BEGIN EXCERPTED PASSAGE

The recent controversy over release of funds for the ongoing 20th National Sports Festival in Edo State, has, once again, raised concerns about our seriousness with matters of national significance.
Three days into the event being hosted by Edo State Government at the Samuel Ogbemudia Stadium in Benin- City, the Local Organising Committee, LOC, raised the alarm that the state had ran out of funds and may be forced to abruptly end the national event unless the Federal Government released funds it promised as part of counterpart funding.
Then on Thursday, April 9, the state government carried out its threat. Deputy Governor Phillip Shuabu, who also doubles as Chairman of the LOC, led government official to shut down offices of the Main Organising Committee, MOC and LOC, stating that vendors and traders were calling for payments which the state government could not meet. It gave the Federal Government Friday, April 9 noon deadline to honour its pledge.
The Federal Government did and the games continued.
But did the government need to come to threats and make headlines in the public over the issue before reason could prevail? We do not think so. It was needless.
The Edo 2020 sports fiesta had all the trappings to make it successful and memorable. Right from the start, both the local and central government jointly fought against the odds that militated against holding the event. Twice, the games were shifted and new dates given. Also, the main actors continued giving assurances that the games were on course: If the Minister of Sports and Youth Development, Mr Sunday Dare, was not justifying why the fiesta would be held, the Edo Government would be reminding stakeholders of its determination to host the event, despite the huge financial implications under the current financial squeeze.
In the face of the ravaging global Coronavirus pandemic with its devastating impact on the economy and social life, that decision to reschedule the games is commendable.
In a country where sports generate such excitement that often overrides, though momentarily, the divisive fault lines created and sustained by the absence of purposeful leadership and baleful policies, the decision to host the event was wise.
It is needless to say that sports have become a unifying factor in Nigeria through the years and the presence of athletes, officials from the 36 states and the Federal Capital Territory, Abuja at such annual events continues to foster that competitive and cooperative spirit that binds people from diverse backgrounds together.

END EXCERPTED PASSAGE
BEGIN DATA

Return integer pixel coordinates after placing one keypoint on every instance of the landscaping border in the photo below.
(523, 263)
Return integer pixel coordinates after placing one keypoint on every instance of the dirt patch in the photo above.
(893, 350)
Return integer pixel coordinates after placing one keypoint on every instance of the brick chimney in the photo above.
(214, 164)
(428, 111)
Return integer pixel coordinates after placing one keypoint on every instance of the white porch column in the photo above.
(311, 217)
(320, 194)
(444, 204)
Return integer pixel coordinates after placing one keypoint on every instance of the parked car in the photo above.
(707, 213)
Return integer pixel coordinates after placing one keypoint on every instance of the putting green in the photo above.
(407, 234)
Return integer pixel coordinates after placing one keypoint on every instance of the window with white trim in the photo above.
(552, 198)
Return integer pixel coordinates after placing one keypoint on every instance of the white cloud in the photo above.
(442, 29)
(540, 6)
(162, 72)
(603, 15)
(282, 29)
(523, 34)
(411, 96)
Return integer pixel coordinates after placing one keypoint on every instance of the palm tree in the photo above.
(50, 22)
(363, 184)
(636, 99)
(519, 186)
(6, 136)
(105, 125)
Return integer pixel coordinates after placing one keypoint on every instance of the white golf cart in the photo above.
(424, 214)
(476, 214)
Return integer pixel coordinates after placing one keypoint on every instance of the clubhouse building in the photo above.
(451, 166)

END DATA
BEGIN DATA

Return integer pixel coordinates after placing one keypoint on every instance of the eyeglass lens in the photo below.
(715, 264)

END DATA

EXERCISE A
In the editorial on the Edo National Sports Festival, at which stadium is the festival being hosted?
EXERCISE B
Carry on the editorial on the Edo National Sports Festival, picking up after its final sentence.

TASK RESPONSE A
The Samuel Ogbemudia Stadium in Benin City.

TASK RESPONSE B
Abruptly ending the game, therefore, would have been the last straw on the fragile peace and alarming poverty and general fear in the polity occasioned by the worsening insecurity in the country.
While commending both governments for overcoming the temptation to stop the games midway, we call on the MOC and LOC officials to make the remaining days memorable for all the participants. There had been big talk about inadequate accommodation, poor feeding and irregular and delayed posting of results, obviously because of the lingering financial issues arising from poor funding.
Now that it has been settled, we call on the organising officials to also address these challenges which, if left unaddressed, can contribute to dampening morale and zeal of unfulfilled athletes and turn their remaining days there into a jamboree. That is not what they bargained for and that should not be what they get by any stretch of the imagination.
Going forward, we hope that the funding issue and how it was resolved would have provided important lessons for the organisers and participants alike for future events of this nature. Organising events of such national scale and importance must be done on the basis of trust and understanding and partners must be informed when unforeseen challenges start showing up.
That way, team spirit would prevail all through the event for the good of all- the athletes who would be free to showcase their talents and go on to aspire to higher grounds, the governments who would benefit from upgrading and modernising facilities to global standard as well as officials who would have honed their managerial and organisational skills.